About this exercise: Some entries follow. Reproduce exactly the lines starting at the one with "Could you point to the woman's hand" and stopping after the one with "Target: stone step".

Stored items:
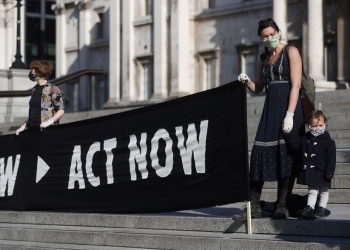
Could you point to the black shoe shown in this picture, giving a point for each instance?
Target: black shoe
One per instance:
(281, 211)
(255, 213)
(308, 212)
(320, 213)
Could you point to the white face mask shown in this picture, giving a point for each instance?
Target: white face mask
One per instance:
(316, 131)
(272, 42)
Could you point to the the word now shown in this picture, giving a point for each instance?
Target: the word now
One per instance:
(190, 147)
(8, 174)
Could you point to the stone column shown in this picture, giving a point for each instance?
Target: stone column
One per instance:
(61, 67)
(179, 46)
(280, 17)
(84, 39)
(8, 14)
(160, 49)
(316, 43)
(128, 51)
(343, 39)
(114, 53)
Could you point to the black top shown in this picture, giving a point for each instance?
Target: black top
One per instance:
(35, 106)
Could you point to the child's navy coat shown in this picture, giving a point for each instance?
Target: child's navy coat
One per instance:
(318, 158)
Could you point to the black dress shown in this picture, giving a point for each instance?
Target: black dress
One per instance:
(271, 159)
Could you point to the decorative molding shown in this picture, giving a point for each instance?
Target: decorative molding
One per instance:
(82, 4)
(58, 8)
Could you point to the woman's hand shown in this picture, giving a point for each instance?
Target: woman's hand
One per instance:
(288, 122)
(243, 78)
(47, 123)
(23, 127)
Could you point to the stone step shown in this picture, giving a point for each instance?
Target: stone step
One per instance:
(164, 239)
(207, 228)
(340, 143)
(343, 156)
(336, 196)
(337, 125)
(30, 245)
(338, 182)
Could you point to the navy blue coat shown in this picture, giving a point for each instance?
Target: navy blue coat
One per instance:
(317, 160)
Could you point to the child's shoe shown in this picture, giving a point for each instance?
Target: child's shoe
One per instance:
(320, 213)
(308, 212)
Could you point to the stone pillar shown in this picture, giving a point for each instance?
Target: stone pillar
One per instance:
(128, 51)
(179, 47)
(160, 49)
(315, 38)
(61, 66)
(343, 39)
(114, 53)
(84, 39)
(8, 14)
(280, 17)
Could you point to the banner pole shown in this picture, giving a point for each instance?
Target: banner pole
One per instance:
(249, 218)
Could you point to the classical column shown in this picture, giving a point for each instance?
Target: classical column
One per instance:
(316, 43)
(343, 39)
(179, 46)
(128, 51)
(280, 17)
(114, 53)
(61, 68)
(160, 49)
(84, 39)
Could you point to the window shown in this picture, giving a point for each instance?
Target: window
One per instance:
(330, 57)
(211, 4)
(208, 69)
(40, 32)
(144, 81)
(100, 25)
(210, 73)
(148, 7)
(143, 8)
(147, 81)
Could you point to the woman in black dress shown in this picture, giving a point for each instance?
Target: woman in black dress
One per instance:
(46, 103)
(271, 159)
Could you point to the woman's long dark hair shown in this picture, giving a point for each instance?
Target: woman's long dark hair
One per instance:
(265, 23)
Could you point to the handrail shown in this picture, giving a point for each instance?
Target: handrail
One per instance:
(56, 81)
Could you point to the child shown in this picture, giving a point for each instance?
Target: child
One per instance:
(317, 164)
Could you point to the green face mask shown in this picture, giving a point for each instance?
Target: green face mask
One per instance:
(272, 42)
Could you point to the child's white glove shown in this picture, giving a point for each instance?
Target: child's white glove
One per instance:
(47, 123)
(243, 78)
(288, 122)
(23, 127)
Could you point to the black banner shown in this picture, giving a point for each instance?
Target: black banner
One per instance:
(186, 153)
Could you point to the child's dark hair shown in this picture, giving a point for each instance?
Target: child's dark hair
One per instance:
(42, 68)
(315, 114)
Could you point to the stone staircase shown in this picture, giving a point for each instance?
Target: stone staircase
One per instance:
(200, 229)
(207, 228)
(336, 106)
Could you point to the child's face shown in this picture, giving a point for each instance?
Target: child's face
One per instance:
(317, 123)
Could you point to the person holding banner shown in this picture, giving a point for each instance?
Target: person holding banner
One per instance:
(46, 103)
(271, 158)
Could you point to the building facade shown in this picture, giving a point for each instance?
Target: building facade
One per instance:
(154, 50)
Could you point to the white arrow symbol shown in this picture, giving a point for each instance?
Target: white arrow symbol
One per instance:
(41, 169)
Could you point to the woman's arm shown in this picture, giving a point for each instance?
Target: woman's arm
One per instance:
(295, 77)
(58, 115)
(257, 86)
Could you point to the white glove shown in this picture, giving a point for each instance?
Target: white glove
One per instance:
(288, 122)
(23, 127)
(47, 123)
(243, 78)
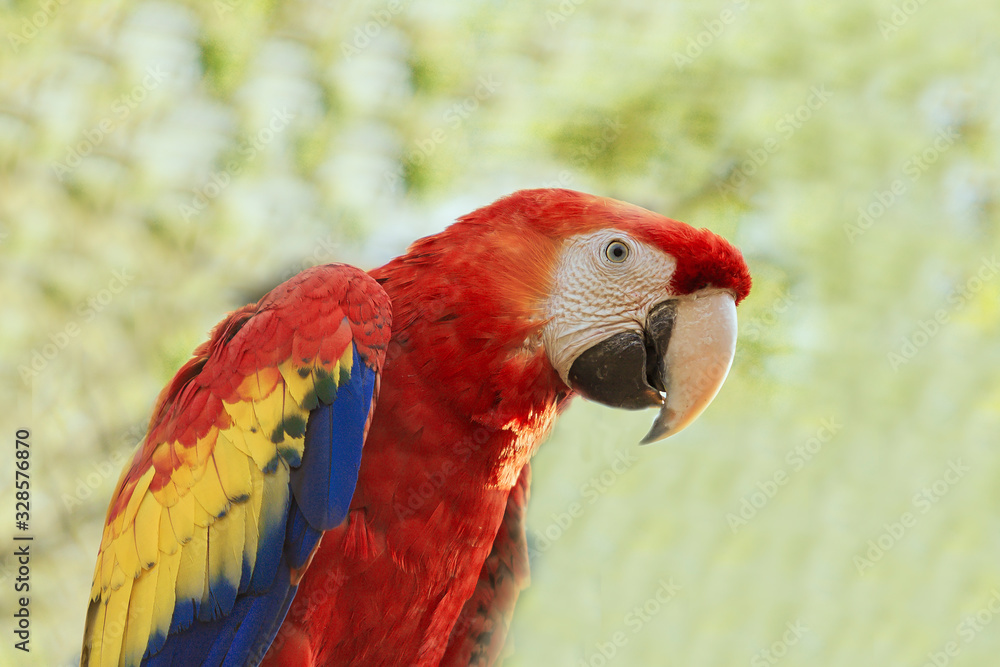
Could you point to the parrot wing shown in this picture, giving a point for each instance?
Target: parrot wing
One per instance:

Written answer:
Could you point to the woman's hand shown in this picture, giving a point for each instance?
Target: woman's hand
One per instance:
(288, 122)
(243, 78)
(47, 123)
(23, 127)
Could you point to the stone step shown in this picture, giving a point for each instance?
Target: stone step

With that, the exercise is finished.